Exercício 1:
Reproduza o trecho sobre o Fundo de Conservação do SeaWorld & Busch Gardens a partir das palavras "Educação e meio", parando logo após "envolve tatus gigantes.".

Trecho do documento:

Educação e meio ambiente. Dois tópicos tão atuais e necessários, que muita gente já nem aguenta ouvir falar neles. Mas não saiam daí porque o assunto é nobre e envolve tatus gigantes.
Em sua recente vinda ao Brasil, Robert Yordi falou com a Revista Filantropia sobre o trabalho do Fundo de Conservação do SeaWorld & Busch Gardens, organização sem fins lucrativos da qual é diretor executivo. Criado em 2003, o fundo tem como principal objetivo financiar instituições focadas na preservação da vida animal, e já doou mais de 17 milhões de dólares a cerca de 800 organizações no mundo inteiro.
São quatro os focos de atuação: resgate e reabilitação de animais, educação ambiental, proteção de habitats e pesquisas de espécies. O SeaWorld Parks & Entertainment fornece toda a parte administrativa e custeia a operação do fundo, permitindo que cada centavo da arrecadação seja repassado diretamente às iniciativas apoiadas.
“Nosso maior desafio é a educação ambiental. Fico espantado quando converso com as pessoas aqui e ouço que a maioria dos brasileiros não conhece o que tem, não sabe muito sobre a Amazônia, não visitou vários lugares. É importante que as pessoas conheçam o próprio país”, comentou Rob, como prefere ser chamado (“Senhor Yordi é meu pai”).
Com mais de 30 anos de experiência em zoologia, o americano ainda se impressiona com o Brasil. “Brasileiros são apaixonados pelo trabalho com o meio ambiente, a vida selvagem. Sabem que a montanha a ser escalada é enorme, mas não é intransponível. As pessoas que temos aqui são incríveis e estão pesquisando espécies sobre as quais sabemos tão pouco, resgatando animais no litoral, cuidando de resíduos, micropartículas de plástico”, comentou.
Além de conhecer melhor os projetos financiados pelo Fundo e novos parceiros potenciais, Rob esteve aqui para o lançamento do programa “Curtir & Preservar”, que visa arrecadar recursos diretamente relacionados à venda de produtos extras dos parques temáticos SeaWorld Parks & Entertainment no mercado nacional. Ele selecionou três organizações que agora poderão dar sequência a seus projetos: GREMAR (Guarujá, SP), IPRAM (Cariacica, ES) e AMPA (Manaus, AM).

Listagem:
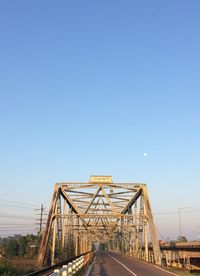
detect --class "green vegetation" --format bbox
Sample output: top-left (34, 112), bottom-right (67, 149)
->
top-left (0, 234), bottom-right (40, 276)
top-left (0, 234), bottom-right (40, 259)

Exercício 2:
Converta toda a listagem em um CSV de duas colunas, pedido e resposta. Cada linha deve conter o texto de um pedido e a resposta correspondente, cada um em um campo entre aspas, com as quebras de linha trocadas por espaços e sem as imagens.

Resultado da tarefa 1:
Educação e meio ambiente. Dois tópicos tão atuais e necessários, que muita gente já nem aguenta ouvir falar neles. Mas não saiam daí porque o assunto é nobre e envolve tatus gigantes.

Resultado da tarefa 2:
pedido,resposta
"detect --class ""green vegetation"" --format bbox Sample output: top-left (34, 112), bottom-right (67, 149) ->","top-left (0, 234), bottom-right (40, 276) top-left (0, 234), bottom-right (40, 259)"